*DOCUMENT SEGMENT*
╭──

PPACA 90-Day Waiting Period Requirements and Proposed Regulations

Original Article from United Benefit Advisors

By Lisa deFilippis

The Patient Protection and Affordable Care Act (“PPACA”) prohibits group health plans from requiring a waiting period of longer than 90 days following the date that the plan’s eligibility requirements are met. The Proposed Regulations on the 90-day waiting period were jointly issued by the Departments of Treasury, Labor, and Health and Human Services on March 18, 2013 (“Proposed Regulations”) http://www.gpo.gov/fdsys/pkg/FR-2013-03-21/pdf/2013-06454.pdf. The Proposed Regulations also clarify that due to PPACA’s prohibition on pre-existing condition exclusions effective for plan years beginning in 2014, group health plans will no longer be required to provide the Certificates of Creditable Coverage mandated under the Health Insurance Portability and Accountability Act (“HIPAA”) after December 31, 2014.

The Proposed Regulations state that the definition of waiting period used in the 2004 HIPAA regulations will continue to apply; therefore, waiting period means “the period that must pass before coverage for an employee or dependent who is otherwise eligible to enroll under the terms of a group health plan can become effective.”

╰──

*THE DATA*
╭──

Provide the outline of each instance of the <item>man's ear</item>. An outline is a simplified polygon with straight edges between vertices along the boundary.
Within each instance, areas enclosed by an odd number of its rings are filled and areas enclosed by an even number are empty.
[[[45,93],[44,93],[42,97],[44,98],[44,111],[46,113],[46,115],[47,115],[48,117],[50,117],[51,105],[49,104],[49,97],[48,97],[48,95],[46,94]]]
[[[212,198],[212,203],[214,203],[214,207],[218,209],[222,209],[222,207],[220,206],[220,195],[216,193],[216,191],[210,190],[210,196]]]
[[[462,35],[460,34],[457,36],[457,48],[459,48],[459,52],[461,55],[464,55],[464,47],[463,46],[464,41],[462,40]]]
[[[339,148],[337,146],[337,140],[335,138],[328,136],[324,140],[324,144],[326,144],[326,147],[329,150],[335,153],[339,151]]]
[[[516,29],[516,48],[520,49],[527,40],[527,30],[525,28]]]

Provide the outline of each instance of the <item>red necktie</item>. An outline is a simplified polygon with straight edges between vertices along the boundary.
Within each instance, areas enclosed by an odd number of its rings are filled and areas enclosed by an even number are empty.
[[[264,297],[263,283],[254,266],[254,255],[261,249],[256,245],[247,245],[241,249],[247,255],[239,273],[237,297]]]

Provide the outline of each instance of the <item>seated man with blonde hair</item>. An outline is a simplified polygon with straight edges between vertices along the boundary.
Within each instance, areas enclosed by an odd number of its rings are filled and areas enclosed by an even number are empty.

╰──

*APPLY WHAT YOU READ*
1 - Using the article on the PPACA 90-day waiting period, explain in one to three sentences why group health plans will no longer have to provide HIPAA Certificates of Creditable Coverage after December 31, 2014.
2 - Write the next part of the article on the PPACA 90-day waiting period, picking up after its final sentence.
The rows above are separate material, unconnected to the article on the PPACA 90-day waiting period.

*EXPECTED OUTPUTS*
1 - PPACA prohibits pre-existing condition exclusions starting with plan years beginning in 2014. Because of that prohibition, the Proposed Regulations clarify that group health plans will no longer be required to provide the Certificates of Creditable Coverage mandated under HIPAA after December 31, 2014.

2 -
The Proposed Regulations can be relied upon at least until the end of 2014.

What plans must comply?

All health insurance issuers and group health plans, including large and small groups, fully insured, self-insured, grandfathered and non- grandfathered.  In addition, the Proposed Regulations provide that where coverage under a group health plan is insured by an insurance issuer, the issuer may rely on eligibility information reported to it by the employer or other sponsor.

What is the 90-day waiting period requirement?

Employees and dependents who otherwise meet the plan’s eligibility rules under a group health plan cannot be required to wait for longer than 90 days before coverage becomes effective. The 90-day waiting period includes weekends and holidays, and the Proposed Regulations do not provide an exception for waiting periods of 3 months (which typically would exceed 90 days by 2-3 days).  In addition, the Proposed Regulations provide that if an employee’s 90-day period ends mid-month and the plan enrolls participants as of the first of the month, the waiting period must be adjusted so that it does not exceed 90 days (either by providing for mid-month enrollments, or a shorter waiting period).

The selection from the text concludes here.